<<<<
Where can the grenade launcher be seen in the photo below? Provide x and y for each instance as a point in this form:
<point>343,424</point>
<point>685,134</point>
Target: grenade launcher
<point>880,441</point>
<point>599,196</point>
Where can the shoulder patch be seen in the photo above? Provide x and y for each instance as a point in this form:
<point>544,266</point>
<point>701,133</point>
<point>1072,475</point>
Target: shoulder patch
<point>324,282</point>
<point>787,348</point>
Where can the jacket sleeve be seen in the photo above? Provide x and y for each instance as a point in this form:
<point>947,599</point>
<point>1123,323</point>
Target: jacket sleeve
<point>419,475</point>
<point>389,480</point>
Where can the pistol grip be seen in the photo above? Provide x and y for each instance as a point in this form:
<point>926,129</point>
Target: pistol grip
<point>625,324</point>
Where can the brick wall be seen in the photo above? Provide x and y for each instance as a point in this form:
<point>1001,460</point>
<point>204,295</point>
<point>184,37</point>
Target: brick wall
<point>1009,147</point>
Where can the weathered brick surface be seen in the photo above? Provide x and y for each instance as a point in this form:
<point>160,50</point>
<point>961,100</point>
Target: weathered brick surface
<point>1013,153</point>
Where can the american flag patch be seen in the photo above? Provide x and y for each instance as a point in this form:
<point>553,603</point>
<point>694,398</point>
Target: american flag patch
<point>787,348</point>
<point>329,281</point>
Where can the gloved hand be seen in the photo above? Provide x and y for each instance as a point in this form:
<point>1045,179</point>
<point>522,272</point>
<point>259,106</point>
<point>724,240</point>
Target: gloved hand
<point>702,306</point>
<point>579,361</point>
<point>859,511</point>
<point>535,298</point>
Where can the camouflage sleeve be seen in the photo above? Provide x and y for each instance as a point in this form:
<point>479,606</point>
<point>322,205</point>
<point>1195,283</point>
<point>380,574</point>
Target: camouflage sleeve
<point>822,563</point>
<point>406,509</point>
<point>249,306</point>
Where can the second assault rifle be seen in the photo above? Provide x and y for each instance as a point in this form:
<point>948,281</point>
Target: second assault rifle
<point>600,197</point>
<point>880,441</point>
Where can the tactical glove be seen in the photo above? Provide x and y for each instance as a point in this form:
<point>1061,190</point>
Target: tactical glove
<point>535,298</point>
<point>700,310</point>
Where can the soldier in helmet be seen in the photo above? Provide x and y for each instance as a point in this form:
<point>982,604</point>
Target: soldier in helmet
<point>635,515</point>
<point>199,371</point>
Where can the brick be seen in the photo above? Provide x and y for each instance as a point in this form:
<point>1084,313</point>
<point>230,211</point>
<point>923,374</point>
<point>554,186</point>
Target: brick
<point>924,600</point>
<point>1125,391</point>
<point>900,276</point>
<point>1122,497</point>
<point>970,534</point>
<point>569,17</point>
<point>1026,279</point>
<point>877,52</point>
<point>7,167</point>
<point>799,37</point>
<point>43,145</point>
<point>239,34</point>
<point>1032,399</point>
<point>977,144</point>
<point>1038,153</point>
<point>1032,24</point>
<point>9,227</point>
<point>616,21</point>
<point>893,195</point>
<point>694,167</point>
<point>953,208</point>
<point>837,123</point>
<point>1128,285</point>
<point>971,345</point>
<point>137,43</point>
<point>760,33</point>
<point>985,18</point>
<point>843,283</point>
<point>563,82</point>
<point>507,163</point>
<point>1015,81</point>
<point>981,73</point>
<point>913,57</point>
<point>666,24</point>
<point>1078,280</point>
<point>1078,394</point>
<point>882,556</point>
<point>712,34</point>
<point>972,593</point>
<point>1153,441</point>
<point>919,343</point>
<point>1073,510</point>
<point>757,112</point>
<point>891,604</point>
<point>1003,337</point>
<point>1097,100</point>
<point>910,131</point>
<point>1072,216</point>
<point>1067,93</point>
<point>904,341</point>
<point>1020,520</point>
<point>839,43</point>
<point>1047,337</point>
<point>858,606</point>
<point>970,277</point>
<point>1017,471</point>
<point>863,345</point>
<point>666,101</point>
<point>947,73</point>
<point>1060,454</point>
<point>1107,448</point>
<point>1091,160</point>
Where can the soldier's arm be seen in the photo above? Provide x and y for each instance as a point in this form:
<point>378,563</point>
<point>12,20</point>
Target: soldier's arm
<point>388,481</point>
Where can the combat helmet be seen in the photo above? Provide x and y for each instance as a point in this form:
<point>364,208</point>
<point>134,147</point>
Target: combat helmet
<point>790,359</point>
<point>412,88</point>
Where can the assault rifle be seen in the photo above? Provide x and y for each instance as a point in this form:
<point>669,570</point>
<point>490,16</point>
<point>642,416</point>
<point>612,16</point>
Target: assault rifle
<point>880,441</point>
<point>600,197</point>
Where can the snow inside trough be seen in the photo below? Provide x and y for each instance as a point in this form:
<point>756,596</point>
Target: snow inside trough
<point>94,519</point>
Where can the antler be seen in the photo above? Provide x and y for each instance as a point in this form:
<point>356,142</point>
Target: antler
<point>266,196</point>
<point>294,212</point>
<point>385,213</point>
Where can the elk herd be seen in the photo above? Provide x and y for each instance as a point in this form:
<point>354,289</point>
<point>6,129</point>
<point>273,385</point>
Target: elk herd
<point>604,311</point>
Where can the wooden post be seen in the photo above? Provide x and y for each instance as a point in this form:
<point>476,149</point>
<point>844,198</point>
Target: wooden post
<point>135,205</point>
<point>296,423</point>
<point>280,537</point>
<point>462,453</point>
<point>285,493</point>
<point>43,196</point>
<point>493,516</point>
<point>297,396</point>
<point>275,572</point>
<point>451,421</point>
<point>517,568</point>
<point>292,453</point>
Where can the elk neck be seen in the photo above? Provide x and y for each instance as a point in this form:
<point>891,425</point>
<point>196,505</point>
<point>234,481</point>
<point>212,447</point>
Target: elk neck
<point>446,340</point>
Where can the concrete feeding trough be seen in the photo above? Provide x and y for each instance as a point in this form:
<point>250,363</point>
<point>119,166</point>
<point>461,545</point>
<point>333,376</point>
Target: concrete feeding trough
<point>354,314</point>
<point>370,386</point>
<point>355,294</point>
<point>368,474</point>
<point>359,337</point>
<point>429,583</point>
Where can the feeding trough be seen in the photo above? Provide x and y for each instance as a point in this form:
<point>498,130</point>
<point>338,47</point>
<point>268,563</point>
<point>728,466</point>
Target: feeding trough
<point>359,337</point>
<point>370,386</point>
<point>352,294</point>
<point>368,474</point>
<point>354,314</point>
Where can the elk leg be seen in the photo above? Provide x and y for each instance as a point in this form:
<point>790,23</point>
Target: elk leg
>>>>
* **Activity**
Show all lines above containing "below".

* **Task result**
Where can the grenade launcher be seen in the photo below? Provide x and y for each instance as a point in this form:
Where can the snow inside trough be seen in the photo below? Provide x and y for each instance as a point in this form:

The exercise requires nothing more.